Write out exactly, please, the lines from the one containing "belt in the photo above." to the end of the material.
════════════════
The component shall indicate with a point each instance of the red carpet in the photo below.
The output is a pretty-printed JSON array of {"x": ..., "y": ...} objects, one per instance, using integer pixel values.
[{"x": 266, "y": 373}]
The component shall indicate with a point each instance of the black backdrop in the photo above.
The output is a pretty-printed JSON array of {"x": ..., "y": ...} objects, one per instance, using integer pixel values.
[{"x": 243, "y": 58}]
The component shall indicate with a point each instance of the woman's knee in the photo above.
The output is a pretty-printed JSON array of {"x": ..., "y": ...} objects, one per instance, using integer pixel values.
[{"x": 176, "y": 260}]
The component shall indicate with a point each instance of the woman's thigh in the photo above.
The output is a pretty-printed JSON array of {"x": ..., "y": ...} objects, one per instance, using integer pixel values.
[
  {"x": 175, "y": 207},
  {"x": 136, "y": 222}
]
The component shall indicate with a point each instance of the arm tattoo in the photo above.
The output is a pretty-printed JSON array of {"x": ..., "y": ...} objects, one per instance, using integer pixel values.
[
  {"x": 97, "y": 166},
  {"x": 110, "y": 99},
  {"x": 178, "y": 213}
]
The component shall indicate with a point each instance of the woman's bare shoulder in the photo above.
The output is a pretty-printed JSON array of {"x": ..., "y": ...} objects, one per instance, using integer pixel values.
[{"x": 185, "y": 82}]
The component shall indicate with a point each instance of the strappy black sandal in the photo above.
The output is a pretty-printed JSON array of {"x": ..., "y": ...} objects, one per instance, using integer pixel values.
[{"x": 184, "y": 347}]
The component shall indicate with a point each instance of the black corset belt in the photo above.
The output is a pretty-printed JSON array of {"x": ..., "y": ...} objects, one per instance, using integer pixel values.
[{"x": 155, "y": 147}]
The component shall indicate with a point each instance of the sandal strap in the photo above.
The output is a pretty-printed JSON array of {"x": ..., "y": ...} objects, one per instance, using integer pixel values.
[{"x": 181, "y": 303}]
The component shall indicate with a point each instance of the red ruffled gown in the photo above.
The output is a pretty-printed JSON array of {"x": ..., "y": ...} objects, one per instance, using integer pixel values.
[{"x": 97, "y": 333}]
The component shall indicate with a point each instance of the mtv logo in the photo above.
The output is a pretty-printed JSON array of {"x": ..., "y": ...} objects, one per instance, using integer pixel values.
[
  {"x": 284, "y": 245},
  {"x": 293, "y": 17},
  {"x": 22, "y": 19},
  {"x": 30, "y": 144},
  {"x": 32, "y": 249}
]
════════════════
**Written response:**
The component shall indicate with a point each instance of the black corset belt in the photo above.
The output is a pretty-printed JSON array of {"x": ..., "y": ...} objects, one per instance, using integer pixel values.
[{"x": 155, "y": 147}]
The component shall indicate with a point each instance of the sandal strap in the photo above.
The output is a pretty-printed JSON array of {"x": ..., "y": ...} objects, one per instance, using integer pixel values.
[{"x": 181, "y": 303}]
The component shall indicate with a point each instance of the red ruffled gown in the photo above.
The output is a pretty-printed JSON array of {"x": ..., "y": ...} objects, one per instance, using integer pixel values.
[{"x": 97, "y": 333}]
The component shall indicate with a point each instance of the mtv logo in the photo above.
The output is a pretty-printed JSON array of {"x": ..., "y": ...} objects, one per instance, using integer pixel values.
[
  {"x": 284, "y": 245},
  {"x": 293, "y": 17},
  {"x": 22, "y": 19},
  {"x": 30, "y": 144},
  {"x": 32, "y": 249}
]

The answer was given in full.